Dataset entries:
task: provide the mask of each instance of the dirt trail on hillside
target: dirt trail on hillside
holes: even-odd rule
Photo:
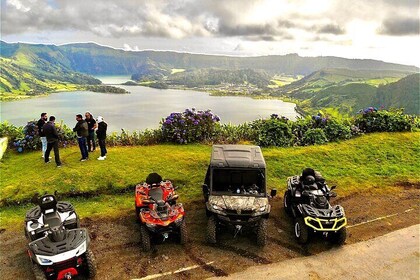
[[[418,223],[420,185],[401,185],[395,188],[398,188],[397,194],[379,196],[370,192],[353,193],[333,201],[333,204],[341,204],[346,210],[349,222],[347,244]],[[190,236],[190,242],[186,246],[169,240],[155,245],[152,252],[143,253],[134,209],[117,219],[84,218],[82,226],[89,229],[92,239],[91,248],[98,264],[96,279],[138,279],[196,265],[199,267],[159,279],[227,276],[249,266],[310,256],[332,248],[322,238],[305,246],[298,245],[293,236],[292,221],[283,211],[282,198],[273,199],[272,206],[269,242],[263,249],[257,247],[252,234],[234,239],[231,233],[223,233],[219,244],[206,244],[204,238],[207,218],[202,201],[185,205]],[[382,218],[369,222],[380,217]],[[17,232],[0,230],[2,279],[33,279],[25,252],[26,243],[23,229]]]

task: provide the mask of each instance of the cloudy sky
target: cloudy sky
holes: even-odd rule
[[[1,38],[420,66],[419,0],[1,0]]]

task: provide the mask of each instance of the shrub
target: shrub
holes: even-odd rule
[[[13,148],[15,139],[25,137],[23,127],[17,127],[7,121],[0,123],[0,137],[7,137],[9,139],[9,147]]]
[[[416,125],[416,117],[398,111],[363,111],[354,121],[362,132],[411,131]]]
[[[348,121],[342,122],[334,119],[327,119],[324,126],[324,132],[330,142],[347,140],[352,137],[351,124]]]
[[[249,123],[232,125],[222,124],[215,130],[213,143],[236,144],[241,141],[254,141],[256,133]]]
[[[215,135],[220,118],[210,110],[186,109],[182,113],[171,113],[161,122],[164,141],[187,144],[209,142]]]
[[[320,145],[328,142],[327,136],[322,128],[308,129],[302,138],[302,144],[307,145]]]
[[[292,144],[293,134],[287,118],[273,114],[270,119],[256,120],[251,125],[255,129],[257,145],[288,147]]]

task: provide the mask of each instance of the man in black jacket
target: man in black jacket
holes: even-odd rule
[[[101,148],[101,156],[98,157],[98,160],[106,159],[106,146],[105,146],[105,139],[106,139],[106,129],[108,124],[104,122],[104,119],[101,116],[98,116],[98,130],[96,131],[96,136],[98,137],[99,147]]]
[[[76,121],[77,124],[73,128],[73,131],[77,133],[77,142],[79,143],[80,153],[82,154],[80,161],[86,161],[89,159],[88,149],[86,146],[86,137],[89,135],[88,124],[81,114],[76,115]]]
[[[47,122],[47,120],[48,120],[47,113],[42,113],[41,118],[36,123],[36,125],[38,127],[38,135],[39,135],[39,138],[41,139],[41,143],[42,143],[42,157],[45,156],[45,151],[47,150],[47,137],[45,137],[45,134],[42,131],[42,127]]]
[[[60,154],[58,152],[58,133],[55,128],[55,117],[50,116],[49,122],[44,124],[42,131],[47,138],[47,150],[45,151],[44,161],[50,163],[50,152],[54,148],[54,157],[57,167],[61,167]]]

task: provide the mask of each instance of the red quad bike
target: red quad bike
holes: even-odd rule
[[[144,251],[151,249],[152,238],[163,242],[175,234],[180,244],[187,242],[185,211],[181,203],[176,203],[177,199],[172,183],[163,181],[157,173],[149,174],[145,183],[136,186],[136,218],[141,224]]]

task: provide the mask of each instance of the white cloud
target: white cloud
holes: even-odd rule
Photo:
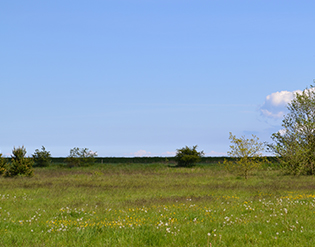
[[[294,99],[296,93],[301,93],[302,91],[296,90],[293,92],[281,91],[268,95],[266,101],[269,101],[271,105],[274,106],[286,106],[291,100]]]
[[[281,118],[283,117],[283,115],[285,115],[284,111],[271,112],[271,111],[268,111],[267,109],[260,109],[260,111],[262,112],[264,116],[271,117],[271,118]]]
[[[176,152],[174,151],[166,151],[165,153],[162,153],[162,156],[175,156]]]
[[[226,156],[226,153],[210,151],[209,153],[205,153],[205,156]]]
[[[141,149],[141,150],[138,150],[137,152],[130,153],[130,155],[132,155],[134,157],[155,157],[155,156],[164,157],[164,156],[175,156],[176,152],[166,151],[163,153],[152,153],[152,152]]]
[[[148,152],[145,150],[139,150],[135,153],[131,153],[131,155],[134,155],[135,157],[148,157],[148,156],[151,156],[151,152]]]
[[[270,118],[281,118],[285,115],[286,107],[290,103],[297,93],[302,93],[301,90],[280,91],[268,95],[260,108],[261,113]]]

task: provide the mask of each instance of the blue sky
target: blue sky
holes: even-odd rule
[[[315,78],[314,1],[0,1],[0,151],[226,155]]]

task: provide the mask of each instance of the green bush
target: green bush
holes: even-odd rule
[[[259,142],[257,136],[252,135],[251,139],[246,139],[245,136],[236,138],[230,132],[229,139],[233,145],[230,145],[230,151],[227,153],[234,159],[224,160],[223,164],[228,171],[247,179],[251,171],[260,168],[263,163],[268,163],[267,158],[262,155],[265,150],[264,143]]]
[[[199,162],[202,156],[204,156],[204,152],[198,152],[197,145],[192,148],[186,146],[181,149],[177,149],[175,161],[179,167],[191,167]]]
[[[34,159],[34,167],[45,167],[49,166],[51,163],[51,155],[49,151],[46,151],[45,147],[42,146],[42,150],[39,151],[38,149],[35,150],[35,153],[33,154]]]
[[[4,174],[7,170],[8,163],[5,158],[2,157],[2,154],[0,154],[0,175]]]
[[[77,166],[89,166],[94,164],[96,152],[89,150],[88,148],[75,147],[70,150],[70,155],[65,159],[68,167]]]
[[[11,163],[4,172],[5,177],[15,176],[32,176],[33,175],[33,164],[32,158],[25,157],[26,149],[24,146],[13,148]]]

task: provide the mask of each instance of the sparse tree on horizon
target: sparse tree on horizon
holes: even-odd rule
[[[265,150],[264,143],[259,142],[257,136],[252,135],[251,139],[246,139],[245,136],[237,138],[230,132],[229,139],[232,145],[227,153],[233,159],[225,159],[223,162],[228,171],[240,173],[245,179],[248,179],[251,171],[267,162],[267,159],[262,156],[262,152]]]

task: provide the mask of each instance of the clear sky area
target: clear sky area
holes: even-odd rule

> **Work to be completed**:
Of the lines above, show those in which "trail" appears.

> **Finished task**:
task: provide the mask of each instance of the dirt trail on hillside
target: dirt trail on hillside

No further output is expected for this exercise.